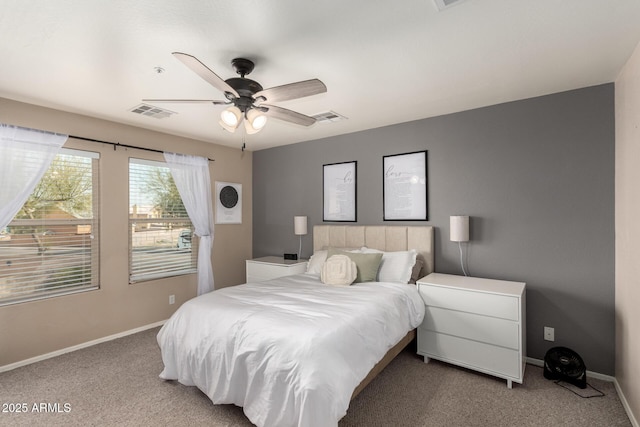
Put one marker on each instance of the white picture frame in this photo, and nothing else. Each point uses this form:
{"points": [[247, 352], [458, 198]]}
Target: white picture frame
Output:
{"points": [[405, 187], [339, 189]]}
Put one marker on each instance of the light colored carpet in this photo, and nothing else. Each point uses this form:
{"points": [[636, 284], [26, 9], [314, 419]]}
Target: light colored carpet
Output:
{"points": [[116, 384]]}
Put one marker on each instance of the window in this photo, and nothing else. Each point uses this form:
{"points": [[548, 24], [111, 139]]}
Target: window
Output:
{"points": [[161, 239], [50, 248]]}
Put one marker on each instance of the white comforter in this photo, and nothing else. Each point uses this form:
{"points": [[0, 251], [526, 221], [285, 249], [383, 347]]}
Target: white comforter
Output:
{"points": [[290, 351]]}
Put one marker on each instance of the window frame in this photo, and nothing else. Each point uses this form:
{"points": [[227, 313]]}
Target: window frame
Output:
{"points": [[133, 223], [44, 223]]}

▸ Job: Please give all the records again, swapping each "Put one marker" for "Place a single dot" and changing nothing else. Leave the pictures out.

▸ Response to the exercise:
Place a single dot on each instance of the white picture frame in this photo, and nothing else. Each point uses this form:
{"points": [[247, 352], [458, 198]]}
Target: white picture frame
Output:
{"points": [[405, 187], [339, 189]]}
Place a single dot on each instance of the light colored carpet in this photo, and nothing else. Each point uses this form:
{"points": [[636, 284], [26, 9], [314, 419]]}
Target: light colored carpet
Output:
{"points": [[116, 384]]}
Place a single dot on each instance of the window in this photo, and nothing else. Each point uses this form:
{"points": [[548, 24], [111, 139]]}
Target: window
Output:
{"points": [[161, 239], [50, 248]]}
Place a single dot on each instance of the white comforter in this photo, and nothing else. Each point uses this form:
{"points": [[0, 251], [526, 221], [285, 249], [383, 347]]}
Target: white comforter
Output:
{"points": [[290, 351]]}
Place a single dot on each instance of the window frame in this photo, and nothing else. Each point uses this form:
{"points": [[227, 313]]}
Target: window frame
Output:
{"points": [[133, 223], [44, 223]]}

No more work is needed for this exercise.